**WRITTEN REQUEST**
Convert everything in the data below from the line containing "Where can you spot the girl's face?" down to the line containing "[[437, 93]]", both ends included, into a JSON list of strings. Make one string for each line and leave out any blank lines.
Start of GIVEN DATA
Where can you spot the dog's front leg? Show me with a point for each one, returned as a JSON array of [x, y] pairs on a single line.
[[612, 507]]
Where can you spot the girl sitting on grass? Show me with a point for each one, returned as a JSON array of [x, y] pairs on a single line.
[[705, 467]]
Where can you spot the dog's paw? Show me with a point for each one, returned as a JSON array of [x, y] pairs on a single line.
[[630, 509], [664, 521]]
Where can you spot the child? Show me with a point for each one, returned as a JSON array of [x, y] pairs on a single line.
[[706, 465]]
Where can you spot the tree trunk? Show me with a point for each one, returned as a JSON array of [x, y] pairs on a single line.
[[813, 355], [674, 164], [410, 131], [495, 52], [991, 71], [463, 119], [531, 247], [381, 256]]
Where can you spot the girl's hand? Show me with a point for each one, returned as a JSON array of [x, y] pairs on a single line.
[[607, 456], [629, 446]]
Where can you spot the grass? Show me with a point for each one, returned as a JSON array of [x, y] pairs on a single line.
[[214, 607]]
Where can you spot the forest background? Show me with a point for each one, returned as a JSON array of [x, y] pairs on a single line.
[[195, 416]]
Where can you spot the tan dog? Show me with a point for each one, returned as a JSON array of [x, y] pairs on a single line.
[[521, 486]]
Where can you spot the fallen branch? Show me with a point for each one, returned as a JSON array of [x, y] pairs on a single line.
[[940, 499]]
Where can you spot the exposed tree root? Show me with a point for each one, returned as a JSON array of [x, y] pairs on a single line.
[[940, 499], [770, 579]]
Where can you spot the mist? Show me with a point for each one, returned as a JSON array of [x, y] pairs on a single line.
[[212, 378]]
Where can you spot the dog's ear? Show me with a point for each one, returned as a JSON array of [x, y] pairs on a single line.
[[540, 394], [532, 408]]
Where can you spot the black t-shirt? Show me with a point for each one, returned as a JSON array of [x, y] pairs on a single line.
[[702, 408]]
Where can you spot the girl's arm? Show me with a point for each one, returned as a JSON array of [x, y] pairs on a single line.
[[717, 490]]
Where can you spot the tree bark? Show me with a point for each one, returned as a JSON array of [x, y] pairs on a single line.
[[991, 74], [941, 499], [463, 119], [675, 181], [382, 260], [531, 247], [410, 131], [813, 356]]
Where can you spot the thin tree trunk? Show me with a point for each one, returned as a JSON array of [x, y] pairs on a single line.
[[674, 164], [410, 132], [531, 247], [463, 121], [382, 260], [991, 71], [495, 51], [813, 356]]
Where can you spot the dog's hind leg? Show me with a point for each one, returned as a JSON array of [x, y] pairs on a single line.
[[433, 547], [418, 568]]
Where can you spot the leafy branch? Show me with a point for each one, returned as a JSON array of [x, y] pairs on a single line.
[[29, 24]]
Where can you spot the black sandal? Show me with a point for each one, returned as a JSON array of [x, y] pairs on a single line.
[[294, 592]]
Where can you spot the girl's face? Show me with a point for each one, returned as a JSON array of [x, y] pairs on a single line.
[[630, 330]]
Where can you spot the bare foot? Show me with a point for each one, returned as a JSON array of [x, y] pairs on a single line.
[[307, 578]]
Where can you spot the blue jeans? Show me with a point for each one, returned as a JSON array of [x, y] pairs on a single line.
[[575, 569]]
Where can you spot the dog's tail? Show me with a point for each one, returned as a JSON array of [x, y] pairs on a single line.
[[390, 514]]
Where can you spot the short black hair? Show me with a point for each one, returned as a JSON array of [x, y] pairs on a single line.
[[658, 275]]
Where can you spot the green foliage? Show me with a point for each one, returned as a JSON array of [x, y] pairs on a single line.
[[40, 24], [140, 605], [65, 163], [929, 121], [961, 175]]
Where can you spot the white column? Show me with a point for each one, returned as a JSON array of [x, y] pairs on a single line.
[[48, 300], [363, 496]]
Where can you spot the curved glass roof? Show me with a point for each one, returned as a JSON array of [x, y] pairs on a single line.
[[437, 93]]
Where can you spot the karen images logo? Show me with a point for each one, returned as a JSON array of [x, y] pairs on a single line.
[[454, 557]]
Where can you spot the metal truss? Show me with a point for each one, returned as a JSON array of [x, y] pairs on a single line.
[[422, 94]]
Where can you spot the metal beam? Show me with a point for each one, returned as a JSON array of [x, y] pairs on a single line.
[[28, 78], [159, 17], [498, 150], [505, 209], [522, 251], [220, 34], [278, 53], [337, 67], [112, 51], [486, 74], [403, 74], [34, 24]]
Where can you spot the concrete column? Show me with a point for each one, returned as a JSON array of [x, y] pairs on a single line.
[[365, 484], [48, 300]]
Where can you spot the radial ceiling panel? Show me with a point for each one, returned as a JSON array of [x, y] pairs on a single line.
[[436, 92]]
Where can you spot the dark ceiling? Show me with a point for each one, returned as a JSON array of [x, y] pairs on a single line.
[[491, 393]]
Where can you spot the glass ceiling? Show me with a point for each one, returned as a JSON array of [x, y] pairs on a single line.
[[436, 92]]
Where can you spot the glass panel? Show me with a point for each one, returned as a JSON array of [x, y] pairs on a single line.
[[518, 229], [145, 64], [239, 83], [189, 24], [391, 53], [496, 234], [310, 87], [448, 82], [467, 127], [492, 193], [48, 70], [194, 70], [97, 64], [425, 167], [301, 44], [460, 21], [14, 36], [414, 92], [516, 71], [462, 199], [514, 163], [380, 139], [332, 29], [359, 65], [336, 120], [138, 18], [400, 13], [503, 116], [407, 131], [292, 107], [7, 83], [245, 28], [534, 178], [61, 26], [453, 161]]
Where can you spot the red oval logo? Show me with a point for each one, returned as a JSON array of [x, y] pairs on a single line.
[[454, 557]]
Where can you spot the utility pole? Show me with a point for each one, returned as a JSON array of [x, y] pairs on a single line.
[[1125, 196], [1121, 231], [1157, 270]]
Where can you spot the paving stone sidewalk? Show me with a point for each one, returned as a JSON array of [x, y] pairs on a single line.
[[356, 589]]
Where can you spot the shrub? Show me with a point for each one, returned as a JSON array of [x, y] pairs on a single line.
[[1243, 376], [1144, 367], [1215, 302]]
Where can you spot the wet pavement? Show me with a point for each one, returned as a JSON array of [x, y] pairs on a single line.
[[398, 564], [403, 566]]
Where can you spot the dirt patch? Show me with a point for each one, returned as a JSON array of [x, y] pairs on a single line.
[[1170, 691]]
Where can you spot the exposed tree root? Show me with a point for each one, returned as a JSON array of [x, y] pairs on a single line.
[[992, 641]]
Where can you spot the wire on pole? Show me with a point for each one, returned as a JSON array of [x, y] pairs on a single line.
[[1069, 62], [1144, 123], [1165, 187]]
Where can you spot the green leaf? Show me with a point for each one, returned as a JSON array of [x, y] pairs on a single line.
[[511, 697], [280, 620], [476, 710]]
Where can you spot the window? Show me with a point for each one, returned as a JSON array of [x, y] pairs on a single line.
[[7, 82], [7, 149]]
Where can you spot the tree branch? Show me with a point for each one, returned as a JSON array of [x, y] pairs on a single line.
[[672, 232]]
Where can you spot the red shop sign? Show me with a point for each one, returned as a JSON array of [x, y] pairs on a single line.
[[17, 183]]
End of GIVEN DATA
**PROBLEM SOLUTION**
[
  "Where can you spot the girl's face? Show me with a point for each one, returned as a JSON array of [x, y] pairs on a single line.",
  "[[630, 330]]",
  "Where can you spot the bare foot? Show me with a point for each one, returned as a JSON array of [x, y] pairs on a single line.",
  "[[307, 578]]",
  "Where can you spot the blue jeans? Show me with a point for each one, returned as a JSON array of [x, y] pairs on a single line.",
  "[[575, 569]]",
  "Where can you spot the dog's tail? Show me with a point for each one, returned as a JSON array of [x, y] pairs on a single line.",
  "[[390, 514]]",
  "Where can you spot the short black hair? Show me with a point for each one, returned as a JSON array of [x, y] pairs on a single line.",
  "[[658, 275]]",
  "Where can you spot the green foliage? Show me with a point for each one, returned as a JSON array of [x, y] pairs on a single line.",
  "[[40, 24], [140, 605], [65, 163], [929, 121], [961, 175]]",
  "Where can you spot the white column? Show me with a point for each one, returned as a JSON array of [x, y] pairs on a single line.",
  "[[48, 300], [363, 496]]",
  "Where can you spot the curved glass roof? Show me with a point for each one, returned as a JSON array of [x, y] pairs on a single line.",
  "[[437, 93]]"
]